§ **Objective**: Render the listing below as a Markdown table with the columns Row and Line. Number each row in order and leave out any blank lines.

§ **Available data**:
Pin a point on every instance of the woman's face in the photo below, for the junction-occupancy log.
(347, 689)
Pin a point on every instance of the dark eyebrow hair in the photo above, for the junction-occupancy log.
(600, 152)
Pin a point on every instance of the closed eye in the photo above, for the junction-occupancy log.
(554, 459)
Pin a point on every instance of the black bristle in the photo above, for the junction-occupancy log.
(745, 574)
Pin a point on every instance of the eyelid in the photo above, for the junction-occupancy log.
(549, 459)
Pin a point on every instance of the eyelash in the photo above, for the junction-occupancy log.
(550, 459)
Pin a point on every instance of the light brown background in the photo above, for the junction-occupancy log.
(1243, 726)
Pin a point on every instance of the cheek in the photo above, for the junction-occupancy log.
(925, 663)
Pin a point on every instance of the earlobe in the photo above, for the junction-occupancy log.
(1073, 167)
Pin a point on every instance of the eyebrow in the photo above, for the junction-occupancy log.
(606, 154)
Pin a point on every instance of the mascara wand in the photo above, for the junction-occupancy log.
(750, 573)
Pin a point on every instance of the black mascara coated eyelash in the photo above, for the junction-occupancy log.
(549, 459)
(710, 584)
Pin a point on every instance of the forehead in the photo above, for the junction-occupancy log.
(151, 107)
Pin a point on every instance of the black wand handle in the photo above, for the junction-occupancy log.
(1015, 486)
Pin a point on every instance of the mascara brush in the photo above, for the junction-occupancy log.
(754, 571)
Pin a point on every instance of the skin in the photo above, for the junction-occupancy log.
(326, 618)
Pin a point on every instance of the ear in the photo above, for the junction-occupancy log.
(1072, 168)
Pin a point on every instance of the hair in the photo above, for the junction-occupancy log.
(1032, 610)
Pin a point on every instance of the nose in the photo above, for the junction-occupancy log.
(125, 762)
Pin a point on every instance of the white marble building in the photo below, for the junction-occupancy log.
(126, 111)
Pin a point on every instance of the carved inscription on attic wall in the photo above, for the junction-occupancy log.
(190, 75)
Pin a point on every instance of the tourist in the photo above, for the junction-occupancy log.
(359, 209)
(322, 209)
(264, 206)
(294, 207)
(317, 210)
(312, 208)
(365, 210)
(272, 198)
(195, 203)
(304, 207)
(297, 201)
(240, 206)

§ **The completed task**:
| Row | Line |
|---|---|
| 1 | Pin a point on every instance of the woman's face in the photo below, for the junction-occupancy log. |
| 2 | (347, 689) |
| 3 | Pin a point on every instance of the dark eyebrow hair in the photo above, for the junction-occupancy log. |
| 4 | (600, 152) |
| 5 | Pin a point on every instance of the closed eye in the photo above, for the junction-occupancy log. |
| 6 | (554, 459) |
| 7 | Pin a point on every instance of the black bristle in the photo above, for the junction-occupancy log. |
| 8 | (745, 574) |
| 9 | Pin a point on every instance of the eyelid in the photo above, for the junction-occupancy log. |
| 10 | (549, 459) |
| 11 | Pin a point on every instance of the eyelash in the photo above, for the junction-occupancy log. |
| 12 | (550, 459) |
| 13 | Pin a point on every instance of the light brown background in the photo above, for the junction-occupancy log. |
| 14 | (1243, 726) |
| 15 | Pin a point on every instance of the cheek in the photo above, for the junction-occupancy log. |
| 16 | (925, 663) |
| 17 | Pin a point on every instance of the earlobe in the photo above, for the junction-occupancy log. |
| 18 | (1073, 167) |
| 19 | Pin a point on every instance of the eyebrow in the photo above, for the junction-occupancy log. |
| 20 | (606, 154) |
| 21 | Pin a point on every instance of the mascara wand in the photo above, for the junction-occupancy log. |
| 22 | (750, 573) |
| 23 | Pin a point on every instance of the black mascara coated eyelash in the photo above, for the junction-occupancy log. |
| 24 | (549, 459) |
| 25 | (710, 584) |
| 26 | Pin a point on every instance of the forehead in the photo above, for the junction-occupancy log. |
| 27 | (151, 107) |
| 28 | Pin a point on every instance of the black wand handle in the photo above, for the junction-occupancy log. |
| 29 | (1015, 486) |
| 30 | Pin a point on every instance of the mascara brush in the photo above, for the junction-occupancy log. |
| 31 | (754, 571) |
| 32 | Pin a point on every instance of the skin in the photo above, for the junction-occupancy log. |
| 33 | (326, 618) |
| 34 | Pin a point on every instance of the ear in the photo above, for the junction-occupancy log. |
| 35 | (1072, 168) |
| 36 | Pin a point on every instance of the hair in the photo above, for the junction-occupancy log. |
| 37 | (1032, 610) |
| 38 | Pin a point on every instance of the nose in the photo above, for the junction-occupancy log. |
| 39 | (125, 762) |
| 40 | Pin a point on every instance of the white marble building in the photo below, for the junction-occupancy log. |
| 41 | (126, 111) |
| 42 | Pin a point on every instance of the carved inscription on attic wall in the photo above, for the junction-occupancy log. |
| 43 | (190, 75) |
| 44 | Pin a point on every instance of the tourist in the photo above, for the junction-occupancy log. |
| 45 | (359, 209) |
| 46 | (322, 209) |
| 47 | (264, 206) |
| 48 | (294, 207) |
| 49 | (317, 210) |
| 50 | (312, 208) |
| 51 | (365, 210) |
| 52 | (272, 198) |
| 53 | (195, 203) |
| 54 | (304, 207) |
| 55 | (297, 201) |
| 56 | (240, 206) |